= Texte à lire =
****

Lorsqu’en 1900 j’entrai en
contact avec les anarchistes, je venais d’un milieu chrétien. Maintes fois,
depuis cette époque, j’ai été stupéfié en comparant les déclamations
matérialistes de certains théoriciens anarchistes avec les jugements qu’ils
prononçaient sur la conduite de compagnons qui avaient pris au sérieux les
formules comme : « ni dieu ni maître », « sans foi ni loi », lesquelles
concrétisent sous une forme brève et limitée la conception anarchiste
individuelle de la vie. Je ne pouvais comprendre comment, après avoir combattu
la loi et les prophètes, religieux et laïques, on pouvait porter, sur certaines
manières de se comporter individuellement, des condamnations qui n’auraient pas
déparé, les attendus de certaines sentences de juges correctionnels. Par la
suite je me suis convaincu que ces jugements reflétaient simplement l’éducation
bourgeoise (primaire ou secondaire) reçue par ces théoriciens, de l’influence
de laquelle ils n’avaient pu ou voulu se débarrasser. Un peu plus tard,
heureusement, j’ai rencontré d’autres anarchistes, libérés et affranchis de
l’éducation des écoles, qui évitaient, en général, de porter jugement sur les
gestes de leurs camarades. Lorsqu’ils se hasardaient, par hasard, à émettre une
opinion sur la façon de se conduire de celui-ci ou celui-là, cette opinion ne
se basait jamais sur un étalon quelconque de moralité adopté par les souteneurs
de la moralité bourgeoise.
Les individualistes
anarchistes à notre façon pensent que tout véritable anarchiste devrait tenir
pour offensif et blessant qu’un agent quelconque de l’exécutif gouvernemental
ait une bonne opinion de lui, qu’électeurs et élus aient de la considération
pour lui, que le « bon citoyen », le prêtre, et le professeur de civisme le
tiennent pour honorable et respectable. Non point que, forcé par les
circonstances, l’individualiste anarchiste ne se déguise, mais à la façon du
brigand calabrais, qui se camouflait en carabinier pour détrousser les
diligences. Toute concession faite par lui au milieu social, toute concession
qu’il a l’air de faire à l’État, il la rachète en minant chez autrui la notion
du « pouvoir nécessaire », en démontrant à tous ceux qu’il peut approcher qu’il
n’est nul besoin de moralistes, de chefs, de magistrats - imposés, obligatoires
- pour remplir les fonctions organiques individuelles et pour s’entendre entre
humains.

****

= Travail à faire =
a – Dans le texte sur l'individualisme anarchiste, à quel personnage est comparé l'individualiste qui se déguise sous la pression des circonstances ?
b – Prolongez le texte sur l'individualisme anarchiste en reprenant juste après sa dernière phrase.
La liste qui suit n'a aucun rapport avec le texte sur l'individualisme anarchiste.

= Informations affichées =
****

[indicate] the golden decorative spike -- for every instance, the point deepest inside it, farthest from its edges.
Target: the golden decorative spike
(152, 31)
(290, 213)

****

= Réponses par consigne =
a – Au brigand calabrais, qui se camouflait en carabinier pour détrousser les diligences.

b –
Certains de ceux qui font
aujourd’hui du moralitéisme anarchiste oublient par trop « les compagnons, âmes
ardentes » des Briseurs d’Images dont le rythme salua, pour plusieurs camarades
de ma génération, leur prise de contact avec le milieu anarchiste. « Tout :
statues, emblèmes, mirages » tombaient sous leurs bâtons.
Qu’étaient pour eux : «
Patrie et Famille : des mots - Qu’ont inventé les égoïstes ? Que nous ont dorés
les sophistes - Et dont se sont épris les sots ». Ils méprisaient « tous
préjugés », vivant « libres dans le monde - où partout le vil et l’immonde
Jusqu’au pinacle sont juchés ». Et si la honte couvrait leurs visages, ce
n’était point « pour le maître et l’enrichi - mais pour l’ouvrier avachi ! »
Nous sommes un certain
nombre à avoir conservé la mémoire de tout cela. Nous ne pouvons rien au fait
que « notre » anarchisme puisse blesser, heurter, froisser constamment ce qui
est social, moral, légal au sens où l’entendent les « honnêtes gens » et leurs
représentants les plus en vue : procureurs généraux, directeurs de conscience
de toutes les religions, académiciens, parlementaires et autres seigneurs. Sans
nous immiscer dans les affaires privées de quelque anarchiste que ce soit, nous
nous réservons cependant, au nom de la « liberté de choix », de répudier «
l’esprit moralitéiste » et de dire à tous en général et à chacun en particulier
: « Si votre mental ou votre moral privé vibre à l’unisson du mental ou du
moral public d’un préfet de police ou d’un lauréat de prix Monthyon, votre
place est chez les jésuites ou dans la brigade des mœurs, non parmi des
anarchistes... » Et cette opinion en vaut bien une autre, après tout.
E. ARMAND.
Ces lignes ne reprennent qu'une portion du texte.